Task objective: Reproduce verbatim every line of the entries below, from the line containing "Detect each lamp post in the image above." down to the line containing "[0,257,24,274]", both included. Leave the pictures out.

Dataset:
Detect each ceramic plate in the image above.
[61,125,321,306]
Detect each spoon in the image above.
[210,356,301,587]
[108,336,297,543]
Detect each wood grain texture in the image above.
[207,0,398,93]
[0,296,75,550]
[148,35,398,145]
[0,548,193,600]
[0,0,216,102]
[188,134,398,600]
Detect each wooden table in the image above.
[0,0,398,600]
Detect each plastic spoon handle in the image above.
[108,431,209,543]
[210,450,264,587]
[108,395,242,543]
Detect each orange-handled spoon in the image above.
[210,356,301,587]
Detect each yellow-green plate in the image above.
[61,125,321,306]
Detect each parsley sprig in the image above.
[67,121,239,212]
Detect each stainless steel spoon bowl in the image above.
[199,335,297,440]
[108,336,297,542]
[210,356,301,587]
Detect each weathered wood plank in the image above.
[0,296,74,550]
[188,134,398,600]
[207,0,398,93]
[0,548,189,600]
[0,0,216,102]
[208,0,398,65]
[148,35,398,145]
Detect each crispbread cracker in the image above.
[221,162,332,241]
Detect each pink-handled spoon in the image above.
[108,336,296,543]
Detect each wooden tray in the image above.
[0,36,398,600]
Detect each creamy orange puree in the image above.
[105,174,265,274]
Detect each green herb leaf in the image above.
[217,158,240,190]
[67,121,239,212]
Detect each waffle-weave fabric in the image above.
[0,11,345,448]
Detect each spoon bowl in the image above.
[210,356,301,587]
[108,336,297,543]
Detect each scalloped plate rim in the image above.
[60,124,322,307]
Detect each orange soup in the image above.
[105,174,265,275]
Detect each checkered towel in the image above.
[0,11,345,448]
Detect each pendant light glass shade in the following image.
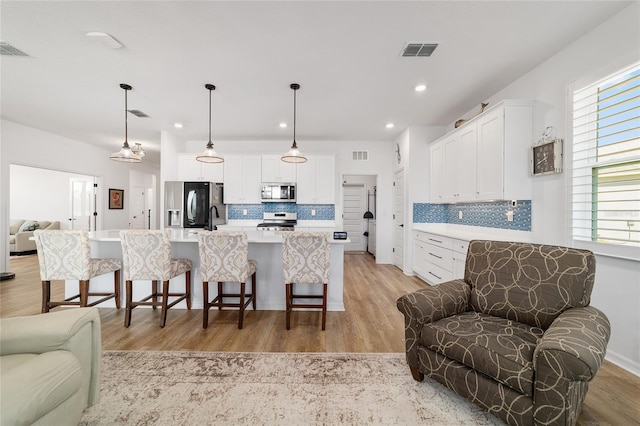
[196,84,224,163]
[109,83,145,163]
[280,83,307,163]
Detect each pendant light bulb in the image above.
[196,84,224,163]
[280,83,307,163]
[109,83,144,163]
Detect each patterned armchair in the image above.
[33,229,120,313]
[198,231,257,329]
[120,229,191,328]
[397,241,610,425]
[282,232,331,330]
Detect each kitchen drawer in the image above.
[424,263,453,284]
[414,231,453,250]
[453,240,469,255]
[425,244,452,271]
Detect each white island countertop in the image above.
[413,223,532,242]
[89,229,351,244]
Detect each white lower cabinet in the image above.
[413,231,469,285]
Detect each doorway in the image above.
[393,169,404,271]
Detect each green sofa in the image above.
[9,219,60,254]
[0,308,101,426]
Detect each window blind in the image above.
[571,63,640,246]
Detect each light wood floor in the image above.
[0,254,640,426]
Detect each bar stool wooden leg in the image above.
[42,281,51,314]
[160,281,169,328]
[251,272,257,311]
[285,283,291,330]
[124,280,133,327]
[202,281,211,328]
[322,283,327,330]
[238,283,246,329]
[217,281,224,311]
[184,271,191,309]
[113,269,120,309]
[151,281,158,311]
[80,280,89,308]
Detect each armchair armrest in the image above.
[397,280,471,368]
[0,308,102,406]
[533,306,611,382]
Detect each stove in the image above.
[258,212,298,231]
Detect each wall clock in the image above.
[531,139,562,176]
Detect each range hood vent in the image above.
[128,109,149,118]
[402,43,438,57]
[0,41,29,56]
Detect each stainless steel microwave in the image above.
[260,183,296,203]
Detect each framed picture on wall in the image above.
[109,188,124,209]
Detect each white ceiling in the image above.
[0,0,630,162]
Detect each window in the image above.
[571,63,640,251]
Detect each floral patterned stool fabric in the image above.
[282,231,330,330]
[33,229,121,313]
[120,229,191,327]
[198,231,257,329]
[397,241,611,425]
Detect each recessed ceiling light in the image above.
[85,31,122,49]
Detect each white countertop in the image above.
[413,223,533,242]
[89,229,351,244]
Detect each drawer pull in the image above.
[429,271,442,280]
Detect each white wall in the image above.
[0,120,160,271]
[449,2,640,375]
[170,136,395,263]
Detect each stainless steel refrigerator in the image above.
[165,182,227,229]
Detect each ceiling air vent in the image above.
[0,41,29,56]
[402,43,438,57]
[128,109,149,118]
[351,151,369,161]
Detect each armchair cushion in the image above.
[420,312,544,397]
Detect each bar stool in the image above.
[120,229,191,327]
[198,231,257,329]
[33,229,121,313]
[282,231,330,330]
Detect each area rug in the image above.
[80,351,503,425]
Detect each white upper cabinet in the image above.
[177,154,224,182]
[296,155,336,204]
[429,100,533,203]
[224,155,262,204]
[429,140,444,203]
[262,155,296,183]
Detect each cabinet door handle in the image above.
[429,271,442,280]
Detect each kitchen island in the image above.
[73,229,349,311]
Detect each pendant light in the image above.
[196,84,224,163]
[109,83,144,163]
[280,83,307,163]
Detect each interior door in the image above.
[393,169,404,270]
[342,184,367,251]
[129,186,147,229]
[69,177,95,230]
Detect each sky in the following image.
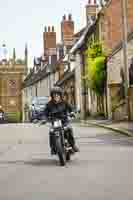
[0,0,91,67]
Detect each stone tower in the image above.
[86,0,98,24]
[0,45,28,122]
[43,26,56,56]
[61,14,74,47]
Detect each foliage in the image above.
[84,42,106,95]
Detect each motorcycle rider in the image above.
[44,87,79,154]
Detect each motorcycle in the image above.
[41,113,74,166]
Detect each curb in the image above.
[81,121,133,137]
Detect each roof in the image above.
[109,29,133,58]
[70,21,96,54]
[55,70,75,86]
[23,56,56,88]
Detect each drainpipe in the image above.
[121,0,129,119]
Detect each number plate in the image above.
[54,120,62,128]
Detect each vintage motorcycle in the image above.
[40,115,74,166]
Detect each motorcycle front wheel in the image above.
[56,137,66,166]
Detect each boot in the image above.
[72,145,80,152]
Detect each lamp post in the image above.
[121,0,129,118]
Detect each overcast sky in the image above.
[0,0,91,67]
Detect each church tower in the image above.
[86,0,98,24]
[24,44,28,75]
[61,14,74,47]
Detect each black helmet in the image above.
[50,87,63,98]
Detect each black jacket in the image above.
[44,101,72,120]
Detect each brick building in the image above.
[99,0,133,120]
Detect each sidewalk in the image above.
[81,119,133,137]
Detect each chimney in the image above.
[43,26,56,56]
[86,0,98,24]
[61,14,74,46]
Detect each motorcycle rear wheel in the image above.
[56,137,66,166]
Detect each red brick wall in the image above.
[100,0,133,48]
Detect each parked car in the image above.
[29,97,49,122]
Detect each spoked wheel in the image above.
[56,137,66,166]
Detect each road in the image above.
[0,124,133,200]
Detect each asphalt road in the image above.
[0,124,133,200]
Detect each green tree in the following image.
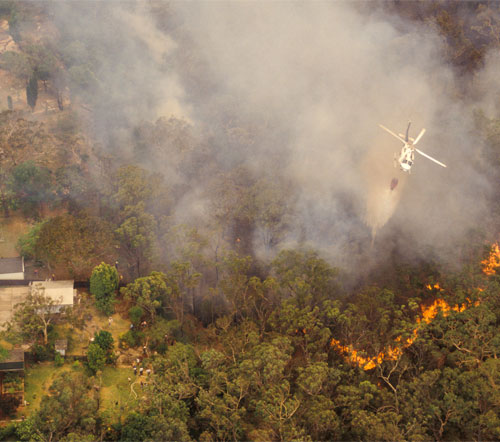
[87,342,106,374]
[23,371,98,441]
[26,75,38,112]
[120,272,167,323]
[116,209,157,276]
[35,213,116,278]
[94,330,114,352]
[90,262,120,315]
[16,221,45,259]
[128,305,144,325]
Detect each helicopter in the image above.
[379,121,446,173]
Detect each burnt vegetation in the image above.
[0,1,500,441]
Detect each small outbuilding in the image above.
[0,256,24,280]
[54,339,68,356]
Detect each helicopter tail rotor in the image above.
[413,129,425,145]
[415,148,447,167]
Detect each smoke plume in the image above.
[49,2,493,267]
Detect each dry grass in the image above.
[55,294,130,356]
[0,216,31,258]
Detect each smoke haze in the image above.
[49,2,498,274]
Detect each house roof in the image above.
[0,281,76,330]
[0,348,24,371]
[0,257,24,274]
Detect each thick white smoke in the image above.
[48,2,491,272]
[170,2,488,262]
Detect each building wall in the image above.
[0,272,24,280]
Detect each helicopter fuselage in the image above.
[398,143,415,172]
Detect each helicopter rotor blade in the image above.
[413,129,425,145]
[379,124,407,144]
[415,148,447,167]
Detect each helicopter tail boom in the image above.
[415,148,447,167]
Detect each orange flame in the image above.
[330,296,479,370]
[481,243,500,276]
[426,282,443,292]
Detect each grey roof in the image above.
[0,257,23,274]
[54,339,68,350]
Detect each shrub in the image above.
[54,353,64,367]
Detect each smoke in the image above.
[49,2,494,267]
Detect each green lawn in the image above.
[54,295,130,356]
[19,362,70,416]
[101,367,139,413]
[18,362,139,417]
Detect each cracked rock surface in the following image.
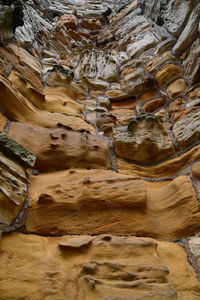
[0,0,200,300]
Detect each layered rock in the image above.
[0,133,35,229]
[0,0,200,300]
[0,233,199,300]
[26,169,200,238]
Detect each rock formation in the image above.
[0,0,200,300]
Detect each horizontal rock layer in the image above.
[0,233,199,300]
[0,0,200,300]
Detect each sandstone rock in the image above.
[0,77,94,133]
[8,71,84,115]
[167,79,186,98]
[192,163,200,180]
[96,114,117,135]
[26,170,200,238]
[0,113,6,131]
[143,98,165,113]
[189,88,200,101]
[172,110,200,147]
[9,122,109,170]
[183,39,200,85]
[105,90,130,101]
[172,4,200,54]
[0,233,199,300]
[121,69,144,94]
[138,89,158,101]
[56,14,78,30]
[117,146,200,178]
[81,19,102,30]
[188,237,200,256]
[73,49,119,82]
[168,98,185,116]
[0,132,35,167]
[144,0,198,36]
[127,31,158,58]
[0,151,27,226]
[111,108,135,126]
[114,114,175,163]
[155,64,181,88]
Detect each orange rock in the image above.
[192,163,200,180]
[121,68,133,76]
[167,79,186,98]
[168,98,185,116]
[26,169,200,238]
[113,114,175,163]
[67,29,82,42]
[138,89,158,101]
[90,90,104,97]
[0,153,28,225]
[81,19,102,30]
[111,98,136,109]
[173,107,197,122]
[143,98,165,112]
[105,90,128,100]
[117,146,200,178]
[0,113,6,131]
[9,122,109,170]
[8,71,83,115]
[189,88,200,100]
[0,76,94,133]
[155,64,181,88]
[56,14,78,30]
[172,109,200,148]
[111,108,135,126]
[145,56,162,71]
[0,233,199,300]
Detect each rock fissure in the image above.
[0,0,200,300]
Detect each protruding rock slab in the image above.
[26,169,200,238]
[114,114,175,163]
[0,132,36,167]
[0,152,27,225]
[172,109,200,147]
[0,233,200,300]
[117,145,200,178]
[9,122,110,170]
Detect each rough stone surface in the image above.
[26,170,200,238]
[0,153,27,225]
[9,122,110,170]
[173,110,200,147]
[114,114,174,163]
[0,233,199,300]
[0,0,200,300]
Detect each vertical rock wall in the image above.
[0,0,200,300]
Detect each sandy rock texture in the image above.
[0,0,200,300]
[0,233,199,300]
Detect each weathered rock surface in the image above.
[172,110,200,147]
[9,122,110,170]
[0,133,35,228]
[117,146,200,178]
[26,170,200,238]
[114,114,174,163]
[0,233,199,300]
[0,0,200,300]
[0,153,27,225]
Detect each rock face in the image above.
[26,169,200,238]
[0,133,35,229]
[114,114,175,163]
[0,0,200,300]
[0,233,199,300]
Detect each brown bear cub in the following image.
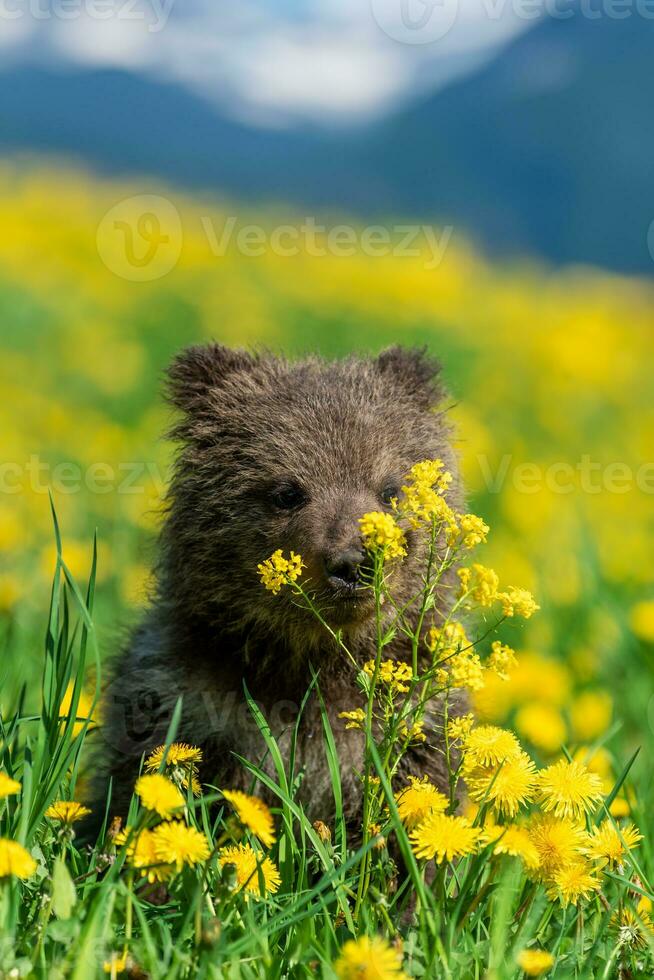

Solution:
Detect each lamp post in the image above.
[121,0,129,118]
Detect each overcast sky in the image above.
[0,0,91,67]
Detect each church tower in the image above.
[86,0,98,24]
[24,44,28,75]
[61,14,74,47]
Detect each black helmet in the image above.
[50,87,63,98]
Detect each black jacket in the image above.
[44,101,72,120]
Detect each brick building in the image above.
[99,0,133,120]
Detect each sidewalk in the image above.
[81,119,133,137]
Detect each chimney in the image above.
[43,26,56,56]
[86,0,98,24]
[61,14,74,46]
Detect each motorcycle rear wheel in the image above.
[56,137,66,166]
Detect each red brick wall in the image above.
[100,0,133,48]
Detect each parked car in the image above.
[29,97,49,122]
Detect each spoked wheel in the image above.
[56,137,66,166]
Detect each road in the image above.
[0,124,133,200]
Detect each asphalt road in the image above.
[0,124,133,200]
Detect each green tree in the following image.
[87,342,106,374]
[23,371,98,441]
[26,75,38,112]
[120,272,167,323]
[116,209,157,276]
[35,213,116,278]
[94,330,114,352]
[90,262,120,315]
[16,221,45,259]
[128,305,144,325]
Detect each helicopter in the image above.
[379,121,446,173]
Detect each burnt vegetation in the image above.
[0,1,500,441]
Detect each small outbuilding in the image above.
[0,256,24,280]
[54,339,68,356]
Detect each helicopter tail rotor in the image above.
[413,129,425,145]
[415,148,447,167]
Detect each smoke plume in the image above.
[49,2,493,267]
Detect each dry grass in the image above.
[55,294,130,356]
[0,216,31,258]
Detect each smoke haze in the image above.
[49,2,498,274]
Detect each house roof in the image above.
[0,281,76,330]
[0,348,24,371]
[0,257,24,274]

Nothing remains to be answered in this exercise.